TO DO:
**1.** In the Mia Straka exhibition text, where has Straka been based since 2009?
**2.** Extend the Mia Straka exhibition text with a few more sentences that pick up after its last one.

DOCUMENT SECTION:
================================

Mia Straka: The Talisman Project
11 February, 2014 - 27 April, 2014
The Little Gallery


Mia Straka, Multiprism (2013), plastic, hemp cord, galvanized steel wire. Photography courtesy of David Straight

Mia Straka, Inner (2013), Mixed Media. Photography courtesy of David Straight

Mia Straka studied three dimensional design at Auckland’s Unitec Institute of Technology, graduating with an honours degree majoring in jewellery in 2001. Since then she has worked as a jeweller in London, Switzerland and New Zealand. She has been based at Workshop6 jewellery studio in Kingsland since 2009, teaching jewellery night classes and workshops while developing her own practice.

 

Recently Straka’s practice has evolved to include large scale sculptural work, installations and collaborations. The works exhibited here are part of a series of large scale sculptures called The Talisman Project. The project was conceived in collaboration with object maker Roger Kelly to extend shared concerns from within both artists’ individual practices and to create site specific sculptural works that engage a diverse audience in an interactive experience.

 

The exhibited pieces draw inspiration from traditional ways of making and woven basket forms; alluding to traditional values and what one chooses to contain and carry with them. The Māori legend of Tane ascending to the heavens to retrieve three baskets of knowledge for the enlightenment of mankind has been a reference point for much of Straka’s work over the past few years.

================================

SUPPLIED DATA:
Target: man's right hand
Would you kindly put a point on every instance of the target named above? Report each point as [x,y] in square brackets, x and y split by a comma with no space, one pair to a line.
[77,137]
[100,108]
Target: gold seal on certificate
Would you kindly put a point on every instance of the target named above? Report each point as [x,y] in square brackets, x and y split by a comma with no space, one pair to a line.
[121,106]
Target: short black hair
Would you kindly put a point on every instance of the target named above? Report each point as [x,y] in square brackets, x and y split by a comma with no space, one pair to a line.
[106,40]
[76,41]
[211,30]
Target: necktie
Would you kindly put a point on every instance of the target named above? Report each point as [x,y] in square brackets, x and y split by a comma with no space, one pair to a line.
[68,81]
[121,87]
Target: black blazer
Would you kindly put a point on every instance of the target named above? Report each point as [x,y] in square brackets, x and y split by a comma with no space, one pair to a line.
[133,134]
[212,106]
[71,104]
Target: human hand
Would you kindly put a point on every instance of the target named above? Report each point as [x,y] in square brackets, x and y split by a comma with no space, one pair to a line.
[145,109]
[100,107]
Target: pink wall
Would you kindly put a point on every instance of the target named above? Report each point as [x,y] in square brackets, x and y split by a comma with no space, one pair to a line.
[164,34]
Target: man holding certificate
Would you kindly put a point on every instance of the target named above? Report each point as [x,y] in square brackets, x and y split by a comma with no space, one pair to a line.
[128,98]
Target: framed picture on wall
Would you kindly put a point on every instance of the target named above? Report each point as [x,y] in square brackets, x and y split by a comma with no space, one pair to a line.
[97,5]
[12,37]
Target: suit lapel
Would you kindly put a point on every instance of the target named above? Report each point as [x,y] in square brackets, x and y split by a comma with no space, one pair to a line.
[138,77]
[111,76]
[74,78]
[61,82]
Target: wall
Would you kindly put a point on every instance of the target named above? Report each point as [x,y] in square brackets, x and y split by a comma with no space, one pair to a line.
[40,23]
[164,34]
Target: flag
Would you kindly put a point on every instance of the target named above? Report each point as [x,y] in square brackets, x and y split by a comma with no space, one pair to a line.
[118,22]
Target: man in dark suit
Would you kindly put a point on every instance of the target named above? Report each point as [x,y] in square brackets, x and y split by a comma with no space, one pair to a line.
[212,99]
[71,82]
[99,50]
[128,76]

================================

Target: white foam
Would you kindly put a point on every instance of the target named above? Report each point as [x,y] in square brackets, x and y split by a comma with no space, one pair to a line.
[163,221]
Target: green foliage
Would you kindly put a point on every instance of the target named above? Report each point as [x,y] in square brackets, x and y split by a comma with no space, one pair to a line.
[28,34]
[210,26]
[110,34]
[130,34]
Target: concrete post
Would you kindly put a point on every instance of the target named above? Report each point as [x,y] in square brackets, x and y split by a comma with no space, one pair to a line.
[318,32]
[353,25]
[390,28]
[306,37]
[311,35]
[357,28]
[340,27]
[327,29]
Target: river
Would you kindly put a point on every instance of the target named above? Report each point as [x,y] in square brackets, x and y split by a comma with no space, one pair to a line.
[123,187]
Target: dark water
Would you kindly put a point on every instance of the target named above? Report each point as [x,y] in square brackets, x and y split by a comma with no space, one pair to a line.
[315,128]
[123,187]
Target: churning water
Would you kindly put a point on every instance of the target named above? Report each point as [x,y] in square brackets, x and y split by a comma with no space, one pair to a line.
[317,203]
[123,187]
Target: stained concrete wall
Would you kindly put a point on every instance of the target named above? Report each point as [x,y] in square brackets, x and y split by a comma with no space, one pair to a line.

================================

ANSWERS PER TASK:
**1.** Workshop6 jewellery studio in Kingsland.

**2.**
I consider these sculptural works as drawings in space; they have a temporary, changing nature. The structures are flexible and have moving facets that can be easily altered into new forms. I begun making with the desire to create light forms in space, ideas of containment, protection, structure and de-structure, private and public that have long informed my work all come into play. Each sculptural work is intended to act as a shelter for the participant. Looking at the Talisman as a form of protection with reference to the long history of symbolism behind such objects, it has been intriguing to see the elements that had already crept into my work on a sub-conscious level or by chance through the nature of the materials. The triangle and opposing triangles as a symbol of balance, the ‘holy trinity’, good and evil, also the interlaced triangle and how it has been a symbol within various ancient religions has informed the work. References to the hourglass, Hinake (traditional Māori eel trap) and the body are also present in the forms.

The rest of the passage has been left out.